== DATA FOR THIS EXERCISE
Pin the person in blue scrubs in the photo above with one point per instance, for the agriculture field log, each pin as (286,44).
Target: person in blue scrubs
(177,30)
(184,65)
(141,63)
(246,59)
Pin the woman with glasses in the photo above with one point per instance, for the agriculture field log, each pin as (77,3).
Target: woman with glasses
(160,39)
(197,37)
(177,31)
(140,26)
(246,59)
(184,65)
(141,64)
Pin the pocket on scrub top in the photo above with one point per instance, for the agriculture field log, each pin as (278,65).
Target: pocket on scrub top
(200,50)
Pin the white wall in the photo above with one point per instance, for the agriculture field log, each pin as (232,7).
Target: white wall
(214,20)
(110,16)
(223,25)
====
== DATA FOR THIS EXERCISE
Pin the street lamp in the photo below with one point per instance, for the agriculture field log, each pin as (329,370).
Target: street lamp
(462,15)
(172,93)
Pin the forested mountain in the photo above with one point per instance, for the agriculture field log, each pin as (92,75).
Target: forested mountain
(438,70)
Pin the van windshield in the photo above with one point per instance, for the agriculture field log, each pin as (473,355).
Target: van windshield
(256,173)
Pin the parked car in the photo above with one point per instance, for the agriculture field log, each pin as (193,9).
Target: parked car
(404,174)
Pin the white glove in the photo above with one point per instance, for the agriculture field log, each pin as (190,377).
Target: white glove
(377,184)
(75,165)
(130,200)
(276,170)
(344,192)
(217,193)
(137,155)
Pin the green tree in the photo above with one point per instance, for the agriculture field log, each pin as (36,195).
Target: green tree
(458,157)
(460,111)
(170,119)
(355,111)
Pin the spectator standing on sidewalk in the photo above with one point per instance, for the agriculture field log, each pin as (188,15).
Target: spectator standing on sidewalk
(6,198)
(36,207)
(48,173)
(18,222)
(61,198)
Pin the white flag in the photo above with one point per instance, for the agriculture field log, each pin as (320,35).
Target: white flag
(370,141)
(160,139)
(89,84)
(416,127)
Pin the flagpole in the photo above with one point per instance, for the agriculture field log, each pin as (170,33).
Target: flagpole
====
§ **YOUR INSTRUCTIONS**
Nothing but a number is wanted here: please count the lines in the entries above that include the word "flagpole".

§ **EXERCISE OUTPUT**
2